==== Text passage
There clearly has been some movement in the GOP presidential primary. Using RealClearPolitics national polling averages, Mitt Romney is now narrowly in first place, with Herman Cain slipping to second and Newt Gingrich moving up strongly to third. Texas Gov. Rick Perry is now a distant fourth, followed by Rep. Ron Paul (Tex.).

Gingrich seems to be making the same strong ascent in the polls that Rep. Michele Bachmann (Minn.) and then Perry and then Cain have each made at some point in the race. It remains to be seen whether Gingrich can continue to accumulate voters from Cain and Perry, or whether these three will divide up the lion share of the not-Romney vote.

There are several takeaways from this shift. First, the progress in the polls generally matches the debate performances of the not-Romney contenders. Less-than-impressive showings by Perry and then Cain seemed to trigger their downward slide in the polls.

Second, as the poll numbers for each of these not-Romney candidates increased, so did the scrutiny, and eventually they faltered for want of gravitas.
========
What is asked:
A. Switch "tumbler" to "cup" in the rows, starting with the line that contains "Q: Point to the human" and going on through the last row, and give those lines again with everything else unchanged.
B. Proceed with the passage on shifting polls in the GOP presidential primary from the point where it stops.
==== Data to use
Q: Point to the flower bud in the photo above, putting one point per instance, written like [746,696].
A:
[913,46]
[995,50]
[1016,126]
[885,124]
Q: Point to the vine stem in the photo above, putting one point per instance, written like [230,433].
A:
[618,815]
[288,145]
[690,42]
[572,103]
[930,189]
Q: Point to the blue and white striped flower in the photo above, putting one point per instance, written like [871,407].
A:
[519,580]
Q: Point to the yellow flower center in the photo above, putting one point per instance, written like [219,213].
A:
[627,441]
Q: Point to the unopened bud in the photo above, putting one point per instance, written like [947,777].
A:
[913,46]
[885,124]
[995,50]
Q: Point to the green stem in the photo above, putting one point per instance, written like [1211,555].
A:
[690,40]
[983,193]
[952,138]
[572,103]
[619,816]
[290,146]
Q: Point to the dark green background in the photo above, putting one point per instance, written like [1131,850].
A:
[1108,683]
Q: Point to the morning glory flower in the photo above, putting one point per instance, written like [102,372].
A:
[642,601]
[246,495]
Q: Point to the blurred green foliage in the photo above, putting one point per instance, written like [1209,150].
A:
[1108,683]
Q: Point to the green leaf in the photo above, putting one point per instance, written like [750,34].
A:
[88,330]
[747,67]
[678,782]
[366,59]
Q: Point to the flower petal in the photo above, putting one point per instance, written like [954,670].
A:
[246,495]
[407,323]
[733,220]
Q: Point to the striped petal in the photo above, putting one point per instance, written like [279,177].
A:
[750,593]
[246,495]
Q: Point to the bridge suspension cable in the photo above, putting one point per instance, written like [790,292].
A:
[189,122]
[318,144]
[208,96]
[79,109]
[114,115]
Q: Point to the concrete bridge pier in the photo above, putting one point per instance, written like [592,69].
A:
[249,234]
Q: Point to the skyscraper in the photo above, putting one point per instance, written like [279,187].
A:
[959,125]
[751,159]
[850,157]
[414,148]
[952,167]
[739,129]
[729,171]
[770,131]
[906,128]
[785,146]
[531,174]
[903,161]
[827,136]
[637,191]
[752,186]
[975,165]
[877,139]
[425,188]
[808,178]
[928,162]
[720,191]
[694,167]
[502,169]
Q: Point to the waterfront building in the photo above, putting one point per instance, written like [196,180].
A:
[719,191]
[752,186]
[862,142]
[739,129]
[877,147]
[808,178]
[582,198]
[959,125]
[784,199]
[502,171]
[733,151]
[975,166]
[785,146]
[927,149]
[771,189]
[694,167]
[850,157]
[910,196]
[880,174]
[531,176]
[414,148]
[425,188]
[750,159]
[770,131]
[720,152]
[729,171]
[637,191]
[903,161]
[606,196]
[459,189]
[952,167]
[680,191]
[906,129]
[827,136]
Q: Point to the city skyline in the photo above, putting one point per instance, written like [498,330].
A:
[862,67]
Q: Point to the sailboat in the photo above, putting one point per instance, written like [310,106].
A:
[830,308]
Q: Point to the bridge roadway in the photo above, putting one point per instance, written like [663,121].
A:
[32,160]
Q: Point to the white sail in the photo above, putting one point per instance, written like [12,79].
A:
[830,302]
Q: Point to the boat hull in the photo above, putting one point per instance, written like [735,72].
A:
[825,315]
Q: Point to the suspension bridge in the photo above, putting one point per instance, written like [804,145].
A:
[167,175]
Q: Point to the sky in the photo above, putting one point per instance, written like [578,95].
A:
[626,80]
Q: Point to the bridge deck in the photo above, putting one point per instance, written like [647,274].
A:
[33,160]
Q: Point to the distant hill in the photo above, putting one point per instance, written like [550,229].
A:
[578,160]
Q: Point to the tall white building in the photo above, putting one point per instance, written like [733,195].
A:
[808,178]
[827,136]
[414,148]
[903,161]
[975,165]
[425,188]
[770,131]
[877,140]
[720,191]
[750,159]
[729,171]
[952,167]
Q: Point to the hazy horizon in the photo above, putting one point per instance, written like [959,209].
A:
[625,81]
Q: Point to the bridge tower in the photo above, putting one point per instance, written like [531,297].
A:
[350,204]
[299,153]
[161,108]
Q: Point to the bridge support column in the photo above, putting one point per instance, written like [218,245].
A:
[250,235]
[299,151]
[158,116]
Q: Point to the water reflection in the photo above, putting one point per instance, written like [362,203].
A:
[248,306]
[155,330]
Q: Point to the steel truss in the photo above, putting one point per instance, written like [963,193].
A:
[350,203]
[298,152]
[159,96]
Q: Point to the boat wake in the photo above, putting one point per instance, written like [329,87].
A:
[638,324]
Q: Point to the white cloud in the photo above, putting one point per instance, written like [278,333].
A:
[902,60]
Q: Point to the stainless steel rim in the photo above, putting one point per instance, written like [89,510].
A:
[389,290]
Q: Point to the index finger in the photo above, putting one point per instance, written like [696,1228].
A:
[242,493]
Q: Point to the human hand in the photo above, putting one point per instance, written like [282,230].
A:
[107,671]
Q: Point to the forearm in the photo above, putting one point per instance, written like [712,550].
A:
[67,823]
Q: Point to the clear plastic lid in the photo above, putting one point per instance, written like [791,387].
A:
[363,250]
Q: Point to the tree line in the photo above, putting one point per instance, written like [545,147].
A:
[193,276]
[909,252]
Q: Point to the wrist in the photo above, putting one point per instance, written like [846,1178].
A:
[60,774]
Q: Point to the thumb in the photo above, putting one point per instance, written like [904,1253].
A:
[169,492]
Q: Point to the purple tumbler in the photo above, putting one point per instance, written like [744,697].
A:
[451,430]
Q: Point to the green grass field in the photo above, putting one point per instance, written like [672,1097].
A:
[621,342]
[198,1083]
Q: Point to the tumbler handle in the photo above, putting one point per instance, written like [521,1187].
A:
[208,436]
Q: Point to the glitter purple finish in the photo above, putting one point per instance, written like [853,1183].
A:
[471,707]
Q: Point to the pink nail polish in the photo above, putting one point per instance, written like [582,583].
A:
========
The results:
A.
Q: Point to the human hand in the photo above, putting one point per instance, written like [282,230].
A:
[107,671]
Q: Point to the forearm in the photo above, putting one point per instance, written like [712,550].
A:
[67,823]
Q: Point to the clear plastic lid in the photo above, putting one point per instance, written like [791,387].
A:
[363,250]
Q: Point to the tree line in the photo above, putting one point per instance, written like [545,147].
A:
[193,276]
[909,252]
Q: Point to the wrist in the photo above, putting one point per instance, written like [846,1178].
A:
[60,774]
Q: Point to the thumb in the photo above, putting one point per instance, written like [904,1253].
A:
[169,492]
Q: Point to the purple cup in the photo above, putting one point per instance, written like [744,697].
A:
[451,430]
Q: Point to the green grass field in the photo above, putting one point per instance, written like [672,1097].
A:
[621,342]
[198,1083]
Q: Point to the cup handle in the photo above, putting one point per instance, written like [521,1187].
A:
[208,436]
Q: Point to the glitter purple finish in the photo above, putting one point per instance, written like [853,1183].
A:
[471,707]
Q: Point to the pink nail polish in the photo above, putting one point per instance, written like [582,583].
A:

B.
Third, we don’t know the exact reason for Cain’s decline. Was it that the harassment allegations finally sunk in? Or was it the lousy debate performances and his lack of knowledge on the issues? Probably some of all of those, it is logical to assume. As Cain’s luster as a conservative standard-bearer faded, voters felt less need to “defend” him from the harassment allegations.

And finally, Romney remains exceptionally steady, neither losing ground nor adding to his base of support. Hi supporters aren’t going anywhere else, but the not-Romney voters haven’t yet thrown in the towel in their quest for an alternative to him.

The next question in the race will be whether Gingrich can do any better than prior challengers in defending against the onslaught that is sure to come. Other contenders will now be targeting him in the debates. In some regards, the substantive arguments against him are the same as those against Romney and Perry. Both Gingrich and Romney, for example, favored the individual mandate. Both Gingrich and Perry have taken moderate stances on immigration. But Gingrich’s real weaknesses, as I’ve noted before, are his track record as a leader and his ethical failings. Will his opponents have the nerve to go after those?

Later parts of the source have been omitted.